Restate all the data exactly, so that each line is the same as before.
◆ ◆ ◆ ◆ ◆
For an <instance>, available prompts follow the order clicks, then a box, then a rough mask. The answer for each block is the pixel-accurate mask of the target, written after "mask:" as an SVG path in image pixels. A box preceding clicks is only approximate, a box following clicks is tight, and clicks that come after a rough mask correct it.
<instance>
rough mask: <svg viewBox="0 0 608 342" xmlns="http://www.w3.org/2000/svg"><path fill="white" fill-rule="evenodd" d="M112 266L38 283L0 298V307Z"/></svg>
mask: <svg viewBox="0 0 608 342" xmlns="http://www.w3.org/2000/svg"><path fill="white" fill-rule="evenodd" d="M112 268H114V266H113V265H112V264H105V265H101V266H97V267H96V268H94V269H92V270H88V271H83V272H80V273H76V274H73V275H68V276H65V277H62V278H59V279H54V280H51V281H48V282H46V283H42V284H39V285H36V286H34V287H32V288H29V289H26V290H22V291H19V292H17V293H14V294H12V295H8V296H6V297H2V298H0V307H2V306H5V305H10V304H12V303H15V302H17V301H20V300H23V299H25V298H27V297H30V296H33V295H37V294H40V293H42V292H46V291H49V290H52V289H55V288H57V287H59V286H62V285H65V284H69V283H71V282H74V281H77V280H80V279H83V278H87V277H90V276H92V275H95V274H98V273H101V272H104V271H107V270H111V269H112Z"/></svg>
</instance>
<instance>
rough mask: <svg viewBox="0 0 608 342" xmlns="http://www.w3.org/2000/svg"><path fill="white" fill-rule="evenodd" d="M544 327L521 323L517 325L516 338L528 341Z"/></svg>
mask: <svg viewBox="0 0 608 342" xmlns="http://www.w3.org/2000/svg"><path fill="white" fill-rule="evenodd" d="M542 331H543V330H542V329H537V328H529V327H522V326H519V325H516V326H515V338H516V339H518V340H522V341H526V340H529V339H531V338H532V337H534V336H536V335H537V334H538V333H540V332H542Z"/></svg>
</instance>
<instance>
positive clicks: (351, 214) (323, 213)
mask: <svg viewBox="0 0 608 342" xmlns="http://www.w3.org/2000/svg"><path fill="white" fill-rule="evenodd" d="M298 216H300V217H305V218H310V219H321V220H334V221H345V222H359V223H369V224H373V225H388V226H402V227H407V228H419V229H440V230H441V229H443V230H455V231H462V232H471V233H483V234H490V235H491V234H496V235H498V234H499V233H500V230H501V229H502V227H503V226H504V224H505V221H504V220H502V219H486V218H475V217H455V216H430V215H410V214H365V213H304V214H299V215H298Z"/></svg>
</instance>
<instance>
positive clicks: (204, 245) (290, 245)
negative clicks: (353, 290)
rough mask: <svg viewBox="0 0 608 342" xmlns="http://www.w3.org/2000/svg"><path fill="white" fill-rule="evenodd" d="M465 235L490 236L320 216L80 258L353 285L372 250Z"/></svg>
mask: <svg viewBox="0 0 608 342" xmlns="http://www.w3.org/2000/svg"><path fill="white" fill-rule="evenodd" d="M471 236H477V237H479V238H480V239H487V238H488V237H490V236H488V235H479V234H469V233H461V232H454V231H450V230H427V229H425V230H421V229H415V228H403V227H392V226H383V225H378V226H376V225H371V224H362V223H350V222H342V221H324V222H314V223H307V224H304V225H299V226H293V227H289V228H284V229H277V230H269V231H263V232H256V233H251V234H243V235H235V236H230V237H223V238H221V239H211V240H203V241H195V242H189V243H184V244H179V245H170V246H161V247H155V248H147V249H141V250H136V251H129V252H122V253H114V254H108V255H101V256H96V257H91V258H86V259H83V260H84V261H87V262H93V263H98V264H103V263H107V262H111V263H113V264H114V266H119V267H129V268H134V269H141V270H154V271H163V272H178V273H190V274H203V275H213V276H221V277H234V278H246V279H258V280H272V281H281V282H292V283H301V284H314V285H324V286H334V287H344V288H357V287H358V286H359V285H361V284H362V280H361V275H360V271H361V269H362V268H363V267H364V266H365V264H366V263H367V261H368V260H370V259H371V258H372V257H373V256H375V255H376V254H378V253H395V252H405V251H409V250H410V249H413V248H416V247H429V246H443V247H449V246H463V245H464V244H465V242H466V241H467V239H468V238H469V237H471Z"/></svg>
◆ ◆ ◆ ◆ ◆
* **THE ANSWER**:
For an <instance>, available prompts follow the order clicks, then a box, then a rough mask. The answer for each block is the pixel-accurate mask of the target, written after "mask:" as an SVG path in image pixels. A box preceding clicks is only approximate, a box following clicks is tight, and clicks that come after a rough mask correct it.
<instance>
rough mask: <svg viewBox="0 0 608 342" xmlns="http://www.w3.org/2000/svg"><path fill="white" fill-rule="evenodd" d="M112 266L38 283L0 298V307Z"/></svg>
mask: <svg viewBox="0 0 608 342" xmlns="http://www.w3.org/2000/svg"><path fill="white" fill-rule="evenodd" d="M112 268H114V266H113V265H112V264H105V265H101V266H97V267H96V268H94V269H92V270H88V271H83V272H80V273H76V274H73V275H68V276H65V277H62V278H59V279H54V280H51V281H48V282H46V283H42V284H39V285H36V286H34V287H32V288H29V289H26V290H22V291H19V292H17V293H14V294H12V295H8V296H6V297H2V298H0V307H2V306H5V305H10V304H12V303H15V302H17V301H20V300H23V299H25V298H27V297H30V296H33V295H37V294H40V293H42V292H46V291H49V290H52V289H55V288H57V287H59V286H62V285H65V284H69V283H71V282H74V281H77V280H80V279H83V278H87V277H90V276H92V275H95V274H98V273H101V272H104V271H107V270H111V269H112Z"/></svg>
</instance>
<instance>
rough mask: <svg viewBox="0 0 608 342" xmlns="http://www.w3.org/2000/svg"><path fill="white" fill-rule="evenodd" d="M544 327L521 323L517 325L516 338L528 341Z"/></svg>
mask: <svg viewBox="0 0 608 342" xmlns="http://www.w3.org/2000/svg"><path fill="white" fill-rule="evenodd" d="M542 331H543V330H542V329H537V328H529V327H522V326H519V325H516V326H515V338H516V339H518V340H522V341H526V340H529V339H531V338H532V337H534V336H536V335H537V334H538V333H540V332H542Z"/></svg>
</instance>
<instance>
positive clicks: (351, 214) (323, 213)
mask: <svg viewBox="0 0 608 342" xmlns="http://www.w3.org/2000/svg"><path fill="white" fill-rule="evenodd" d="M298 216H300V217H305V218H310V219H321V220H334V221H345V222H359V223H369V224H373V225H388V226H402V227H407V228H419V229H440V230H441V229H443V230H455V231H462V232H471V233H483V234H490V235H491V234H496V235H498V234H499V233H500V230H501V229H502V227H503V226H504V224H505V221H504V220H502V219H486V218H475V217H455V216H430V215H410V214H365V213H304V214H299V215H298Z"/></svg>
</instance>
<instance>
positive clicks: (204, 245) (290, 245)
negative clicks: (353, 290)
rough mask: <svg viewBox="0 0 608 342" xmlns="http://www.w3.org/2000/svg"><path fill="white" fill-rule="evenodd" d="M465 235L490 236L320 216L80 258L353 285L372 250Z"/></svg>
mask: <svg viewBox="0 0 608 342" xmlns="http://www.w3.org/2000/svg"><path fill="white" fill-rule="evenodd" d="M471 236H477V237H479V238H480V239H487V238H488V237H490V236H488V235H479V234H469V233H461V232H454V231H450V230H427V229H425V230H421V229H415V228H403V227H392V226H383V225H378V226H376V225H371V224H362V223H350V222H342V221H324V222H314V223H307V224H304V225H299V226H293V227H289V228H284V229H277V230H269V231H263V232H256V233H251V234H243V235H235V236H230V237H223V238H221V239H211V240H203V241H195V242H189V243H184V244H179V245H170V246H161V247H155V248H147V249H141V250H136V251H129V252H122V253H114V254H108V255H101V256H96V257H91V258H86V259H83V260H84V261H87V262H93V263H98V264H103V263H107V262H111V263H113V264H114V266H119V267H129V268H134V269H141V270H154V271H163V272H178V273H190V274H203V275H213V276H221V277H234V278H246V279H258V280H272V281H281V282H292V283H301V284H314V285H324V286H334V287H344V288H357V287H358V286H359V285H361V284H362V280H361V275H360V271H361V269H362V268H363V267H364V266H365V264H366V263H367V261H368V260H370V259H371V258H372V257H373V256H375V255H376V254H378V253H395V252H405V251H409V250H410V249H413V248H416V247H429V246H443V247H449V246H463V245H464V244H465V242H466V241H467V239H468V238H469V237H471Z"/></svg>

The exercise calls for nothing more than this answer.